● **TASK DETAILS**: Can you reproduce the items word for word, from their very first line through the line containing "139 229 L 138", with both ends included and the pictures left out?

● **RECORDS TO PROCESS**:
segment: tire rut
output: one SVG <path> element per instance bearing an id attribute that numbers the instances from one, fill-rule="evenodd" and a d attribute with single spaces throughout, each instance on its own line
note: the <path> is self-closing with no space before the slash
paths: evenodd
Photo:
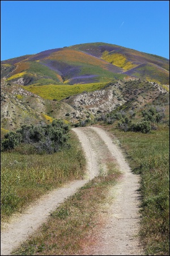
<path id="1" fill-rule="evenodd" d="M 139 229 L 138 177 L 131 172 L 120 150 L 104 130 L 95 127 L 72 130 L 76 133 L 86 154 L 87 174 L 84 179 L 65 184 L 62 188 L 50 192 L 31 204 L 24 213 L 15 214 L 2 230 L 1 255 L 10 255 L 67 197 L 100 172 L 106 171 L 104 163 L 108 158 L 116 160 L 124 178 L 110 191 L 114 200 L 109 201 L 109 208 L 108 205 L 105 205 L 108 214 L 105 227 L 94 234 L 96 243 L 86 246 L 83 251 L 85 254 L 82 255 L 141 255 L 141 247 L 135 237 Z"/>

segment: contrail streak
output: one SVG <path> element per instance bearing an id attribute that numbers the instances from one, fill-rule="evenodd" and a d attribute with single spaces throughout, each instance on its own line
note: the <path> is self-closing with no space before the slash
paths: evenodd
<path id="1" fill-rule="evenodd" d="M 124 22 L 123 22 L 122 23 L 122 24 L 121 24 L 121 26 L 120 26 L 120 28 L 122 27 L 122 26 L 123 26 L 124 23 Z"/>

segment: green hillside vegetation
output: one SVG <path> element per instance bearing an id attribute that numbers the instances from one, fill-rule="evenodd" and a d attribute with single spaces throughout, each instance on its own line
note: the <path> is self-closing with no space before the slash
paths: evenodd
<path id="1" fill-rule="evenodd" d="M 128 76 L 162 84 L 169 84 L 169 60 L 104 43 L 48 50 L 1 63 L 2 77 L 19 84 L 20 81 L 18 79 L 23 77 L 24 85 L 63 82 L 71 85 L 104 82 Z M 90 80 L 88 77 L 91 75 L 94 77 Z M 82 76 L 80 82 L 78 79 Z"/>
<path id="2" fill-rule="evenodd" d="M 23 88 L 33 93 L 39 95 L 42 98 L 48 100 L 56 99 L 61 101 L 71 95 L 78 94 L 83 92 L 92 92 L 100 90 L 106 85 L 105 82 L 94 84 L 75 84 L 74 85 L 29 85 Z"/>
<path id="3" fill-rule="evenodd" d="M 165 58 L 104 43 L 1 61 L 2 223 L 48 191 L 83 179 L 85 155 L 70 128 L 97 126 L 140 175 L 144 255 L 169 255 L 169 70 Z M 80 255 L 121 177 L 114 162 L 106 164 L 107 175 L 66 199 L 11 254 Z"/>

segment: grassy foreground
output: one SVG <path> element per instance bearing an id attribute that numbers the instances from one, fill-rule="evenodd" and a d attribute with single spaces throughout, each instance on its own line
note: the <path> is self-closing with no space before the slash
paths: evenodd
<path id="1" fill-rule="evenodd" d="M 17 148 L 15 152 L 1 152 L 2 221 L 47 191 L 83 176 L 85 156 L 71 131 L 70 136 L 71 149 L 52 155 L 26 155 L 24 147 L 22 155 Z"/>
<path id="2" fill-rule="evenodd" d="M 158 130 L 147 134 L 120 131 L 112 125 L 104 127 L 118 139 L 133 171 L 141 176 L 140 210 L 142 217 L 140 236 L 144 255 L 169 255 L 169 127 L 160 125 Z M 82 160 L 82 154 L 79 151 L 76 155 L 79 163 Z M 70 165 L 73 155 L 67 155 Z M 46 160 L 44 159 L 44 161 Z M 48 167 L 51 164 L 52 160 Z M 57 166 L 58 164 L 57 162 Z M 84 167 L 84 162 L 82 164 L 80 168 L 78 168 L 80 171 Z M 97 225 L 99 208 L 107 199 L 110 186 L 120 177 L 114 163 L 108 161 L 108 164 L 109 172 L 107 176 L 95 178 L 68 198 L 52 213 L 48 222 L 37 230 L 35 236 L 23 243 L 12 255 L 80 255 L 78 254 L 81 245 L 93 227 Z M 46 164 L 44 170 L 45 166 Z M 79 176 L 82 175 L 80 172 Z M 5 180 L 7 187 L 9 180 Z M 48 182 L 47 184 L 49 185 Z"/>
<path id="3" fill-rule="evenodd" d="M 109 129 L 118 138 L 132 171 L 141 176 L 144 255 L 169 255 L 169 127 L 160 125 L 147 134 Z"/>

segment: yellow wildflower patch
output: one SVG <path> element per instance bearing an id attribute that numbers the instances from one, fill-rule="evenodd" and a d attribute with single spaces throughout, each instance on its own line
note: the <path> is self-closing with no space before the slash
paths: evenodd
<path id="1" fill-rule="evenodd" d="M 135 67 L 131 62 L 128 61 L 126 57 L 121 53 L 109 54 L 109 52 L 105 51 L 102 55 L 102 59 L 125 70 L 131 69 Z"/>
<path id="2" fill-rule="evenodd" d="M 42 115 L 45 117 L 45 118 L 48 120 L 49 121 L 50 123 L 52 123 L 53 122 L 53 121 L 54 120 L 54 118 L 53 118 L 51 117 L 49 117 L 49 115 L 46 115 L 44 114 L 42 114 Z"/>
<path id="3" fill-rule="evenodd" d="M 24 75 L 25 75 L 26 73 L 26 71 L 24 71 L 24 72 L 21 72 L 21 73 L 18 73 L 16 75 L 14 75 L 12 76 L 10 76 L 10 77 L 8 77 L 8 79 L 7 79 L 7 80 L 11 80 L 12 79 L 15 79 L 18 77 L 20 77 L 22 76 L 23 76 Z"/>
<path id="4" fill-rule="evenodd" d="M 43 98 L 47 100 L 56 99 L 58 101 L 66 98 L 71 95 L 78 94 L 84 91 L 94 92 L 100 90 L 106 85 L 106 82 L 96 82 L 92 84 L 75 84 L 73 85 L 35 85 L 22 86 L 26 90 L 35 93 Z"/>
<path id="5" fill-rule="evenodd" d="M 23 96 L 20 94 L 16 94 L 16 97 L 17 98 L 19 98 L 19 99 L 23 98 Z"/>
<path id="6" fill-rule="evenodd" d="M 66 61 L 78 62 L 88 63 L 88 64 L 96 65 L 101 68 L 106 68 L 106 63 L 103 63 L 99 59 L 84 52 L 70 49 L 62 49 L 58 52 L 53 52 L 47 59 L 51 60 Z"/>

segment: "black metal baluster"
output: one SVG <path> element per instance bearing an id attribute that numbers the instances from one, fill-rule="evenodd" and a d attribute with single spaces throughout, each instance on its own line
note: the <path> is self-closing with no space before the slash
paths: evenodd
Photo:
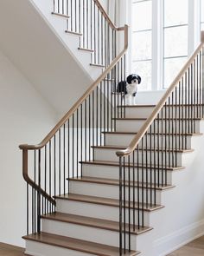
<path id="1" fill-rule="evenodd" d="M 125 168 L 125 161 L 124 157 L 123 158 L 123 165 L 124 165 L 124 253 L 126 252 L 126 168 Z"/>
<path id="2" fill-rule="evenodd" d="M 122 157 L 119 157 L 119 254 L 122 255 L 123 246 L 123 178 L 122 178 Z"/>
<path id="3" fill-rule="evenodd" d="M 131 250 L 131 160 L 128 155 L 128 241 L 129 241 L 129 252 Z"/>

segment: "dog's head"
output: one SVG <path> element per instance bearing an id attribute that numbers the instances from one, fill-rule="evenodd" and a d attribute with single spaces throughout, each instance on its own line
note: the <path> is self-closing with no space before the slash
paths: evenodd
<path id="1" fill-rule="evenodd" d="M 127 83 L 129 84 L 140 84 L 141 83 L 141 77 L 138 75 L 131 74 L 127 77 Z"/>

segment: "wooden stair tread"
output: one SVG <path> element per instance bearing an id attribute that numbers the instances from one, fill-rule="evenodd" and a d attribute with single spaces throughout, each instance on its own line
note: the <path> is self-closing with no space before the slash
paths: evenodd
<path id="1" fill-rule="evenodd" d="M 70 18 L 70 16 L 66 15 L 66 14 L 61 14 L 61 13 L 58 13 L 58 12 L 54 12 L 54 11 L 53 11 L 52 14 L 55 15 L 55 16 L 61 16 L 61 17 L 65 17 L 67 19 Z"/>
<path id="2" fill-rule="evenodd" d="M 88 177 L 88 176 L 83 176 L 83 177 L 79 177 L 79 178 L 70 178 L 69 179 L 70 181 L 79 181 L 79 182 L 89 182 L 89 183 L 96 183 L 96 184 L 104 184 L 104 185 L 113 185 L 113 186 L 118 186 L 119 185 L 119 181 L 118 180 L 114 180 L 114 179 L 105 179 L 105 178 L 97 178 L 97 177 Z M 129 185 L 129 181 L 126 181 L 126 186 Z M 155 184 L 151 184 L 150 183 L 145 183 L 143 182 L 143 184 L 142 182 L 138 182 L 135 181 L 135 184 L 132 181 L 131 181 L 131 187 L 144 187 L 144 188 L 152 188 L 154 189 L 154 187 L 156 190 L 166 190 L 166 189 L 169 189 L 172 187 L 175 187 L 174 185 L 163 185 L 163 186 L 160 186 L 158 187 L 156 184 L 155 186 Z M 124 182 L 123 182 L 124 184 Z"/>
<path id="3" fill-rule="evenodd" d="M 137 132 L 125 132 L 125 131 L 120 131 L 120 132 L 118 132 L 118 131 L 114 131 L 114 132 L 106 132 L 106 131 L 102 131 L 102 134 L 107 134 L 107 135 L 136 135 L 137 134 Z M 202 135 L 203 134 L 202 133 L 189 133 L 189 134 L 169 134 L 169 133 L 167 133 L 167 134 L 164 134 L 164 133 L 148 133 L 147 134 L 148 135 L 167 135 L 167 136 L 169 136 L 169 135 L 170 135 L 170 136 L 172 136 L 172 135 L 174 135 L 174 136 L 175 136 L 175 135 L 177 135 L 177 136 L 201 136 L 201 135 Z"/>
<path id="4" fill-rule="evenodd" d="M 105 145 L 105 146 L 92 146 L 92 148 L 99 148 L 99 149 L 115 149 L 115 150 L 123 150 L 126 149 L 127 147 L 125 146 L 114 146 L 114 145 Z M 142 149 L 142 148 L 139 148 L 139 150 L 143 150 L 143 151 L 154 151 L 154 148 L 145 148 Z M 165 152 L 164 148 L 155 148 L 156 151 L 161 151 L 161 152 Z M 177 152 L 177 153 L 190 153 L 194 152 L 194 149 L 172 149 L 172 148 L 167 148 L 167 152 Z"/>
<path id="5" fill-rule="evenodd" d="M 118 92 L 114 92 L 114 93 L 118 93 Z M 118 94 L 120 94 L 120 93 L 118 93 Z M 154 105 L 154 104 L 150 104 L 150 105 L 118 105 L 117 107 L 118 108 L 137 108 L 137 107 L 156 107 L 156 105 Z M 179 107 L 179 104 L 170 104 L 170 107 Z M 195 107 L 200 107 L 200 106 L 204 106 L 204 104 L 194 104 L 193 106 L 195 106 Z M 191 104 L 182 104 L 182 105 L 180 105 L 181 108 L 182 107 L 192 107 Z M 163 106 L 163 108 L 165 108 L 165 105 Z M 167 105 L 167 108 L 169 108 L 169 105 Z"/>
<path id="6" fill-rule="evenodd" d="M 82 48 L 82 47 L 79 47 L 78 49 L 84 50 L 84 51 L 88 51 L 88 52 L 94 52 L 94 49 L 87 49 L 87 48 Z"/>
<path id="7" fill-rule="evenodd" d="M 90 65 L 92 66 L 92 67 L 105 68 L 105 66 L 103 65 L 103 64 L 90 63 Z"/>
<path id="8" fill-rule="evenodd" d="M 83 36 L 81 33 L 70 31 L 70 30 L 65 30 L 65 33 L 71 34 L 71 35 L 75 35 L 75 36 Z"/>
<path id="9" fill-rule="evenodd" d="M 41 233 L 36 234 L 29 234 L 23 237 L 24 240 L 35 242 L 43 243 L 54 246 L 59 246 L 66 249 L 78 251 L 85 253 L 100 256 L 118 256 L 119 249 L 114 246 L 105 246 L 102 244 L 89 242 L 86 240 L 77 240 L 73 238 L 51 234 L 48 233 Z M 139 254 L 139 252 L 126 252 L 124 256 L 134 256 Z"/>
<path id="10" fill-rule="evenodd" d="M 112 166 L 112 167 L 119 167 L 119 163 L 118 161 L 80 161 L 80 163 L 83 163 L 83 164 L 91 164 L 91 165 L 103 165 L 103 166 Z M 127 164 L 125 164 L 125 167 L 128 167 Z M 132 167 L 133 165 L 132 163 L 130 163 L 130 167 Z M 135 165 L 135 167 L 137 167 L 137 164 Z M 141 168 L 142 167 L 142 165 L 139 164 L 138 167 Z M 150 165 L 143 165 L 143 168 L 152 168 L 154 169 L 154 166 L 151 166 Z M 182 170 L 182 169 L 184 169 L 185 167 L 166 167 L 163 166 L 156 166 L 156 169 L 166 169 L 166 170 L 169 170 L 169 171 L 176 171 L 176 170 Z"/>
<path id="11" fill-rule="evenodd" d="M 155 120 L 156 121 L 161 121 L 161 120 L 167 120 L 167 121 L 169 121 L 169 117 L 163 117 L 163 118 L 156 118 Z M 175 117 L 173 117 L 173 118 L 170 118 L 170 120 L 177 120 L 178 121 L 186 121 L 186 120 L 188 120 L 188 119 L 190 119 L 190 120 L 197 120 L 197 121 L 201 121 L 201 120 L 203 120 L 203 118 L 188 118 L 188 117 L 187 117 L 187 118 L 179 118 L 179 117 L 177 117 L 177 118 L 175 118 Z M 147 117 L 117 117 L 117 118 L 112 118 L 112 120 L 121 120 L 121 121 L 137 121 L 137 120 L 141 120 L 141 121 L 145 121 L 145 120 L 147 120 Z"/>
<path id="12" fill-rule="evenodd" d="M 68 214 L 68 213 L 48 213 L 46 215 L 42 215 L 41 219 L 119 232 L 119 222 L 108 220 L 85 217 L 85 216 Z M 133 225 L 131 225 L 131 233 L 138 235 L 140 233 L 150 231 L 152 227 L 149 227 L 149 226 L 143 226 L 140 228 L 138 228 L 138 226 L 136 226 L 134 230 Z M 129 227 L 128 227 L 128 224 L 126 224 L 125 232 L 128 233 L 128 231 L 129 231 Z"/>
<path id="13" fill-rule="evenodd" d="M 97 205 L 104 205 L 104 206 L 109 206 L 109 207 L 119 207 L 119 200 L 116 199 L 111 199 L 111 198 L 104 198 L 104 197 L 97 197 L 97 196 L 91 196 L 91 195 L 83 195 L 83 194 L 67 194 L 62 195 L 55 196 L 56 199 L 61 199 L 61 200 L 73 200 L 73 201 L 79 201 L 79 202 L 85 202 L 85 203 L 91 203 L 91 204 L 97 204 Z M 128 207 L 128 201 L 125 202 L 126 207 Z M 155 210 L 158 210 L 161 208 L 163 208 L 163 206 L 160 205 L 152 205 L 142 203 L 137 204 L 137 202 L 135 203 L 135 209 L 143 209 L 146 212 L 152 212 Z M 134 206 L 133 203 L 131 202 L 131 208 L 133 209 Z"/>
<path id="14" fill-rule="evenodd" d="M 118 105 L 117 108 L 155 108 L 156 105 L 148 105 L 148 104 L 138 104 L 138 105 Z"/>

● **FINISHED ANSWER**:
segment: tire rut
output: one SVG <path> element per instance bearing an id attribute that numbers the instances from one, fill-rule="evenodd" and a d attribute with single spaces throughout, each instance on its own line
note: the <path> is self-closing with no space before the slash
paths: evenodd
Photo:
<path id="1" fill-rule="evenodd" d="M 139 229 L 138 177 L 131 172 L 120 150 L 104 130 L 95 127 L 72 130 L 76 133 L 86 154 L 87 174 L 84 179 L 65 184 L 62 188 L 50 192 L 31 204 L 24 213 L 15 214 L 2 230 L 1 255 L 10 255 L 67 197 L 100 172 L 106 171 L 104 163 L 108 158 L 116 160 L 124 178 L 110 191 L 114 200 L 109 201 L 109 208 L 108 205 L 105 205 L 108 214 L 105 227 L 94 234 L 96 243 L 86 246 L 83 251 L 85 254 L 82 255 L 141 255 L 141 247 L 135 237 Z"/>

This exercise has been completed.